**Required action**
Return the data verbatim, without pictures.

+++ Input material

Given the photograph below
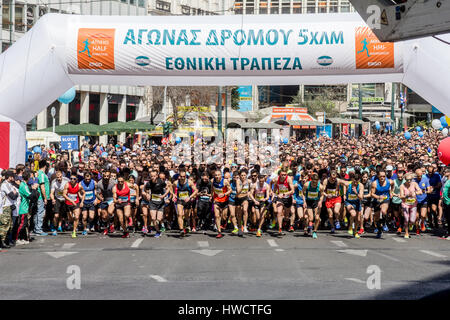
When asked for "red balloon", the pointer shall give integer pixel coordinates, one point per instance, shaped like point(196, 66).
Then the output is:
point(444, 151)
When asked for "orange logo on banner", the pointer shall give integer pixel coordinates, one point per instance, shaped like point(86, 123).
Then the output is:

++++++

**Expected output**
Given the photograph below
When asked for "red balloon", the pointer shall give integer pixel coordinates, one point per instance, shaped like point(196, 66).
Then the output is:
point(444, 151)
When asked for "orange logo on banner", the pointer shall give integer pixel coordinates, one point per instance, shaped like point(86, 123).
Then the output is:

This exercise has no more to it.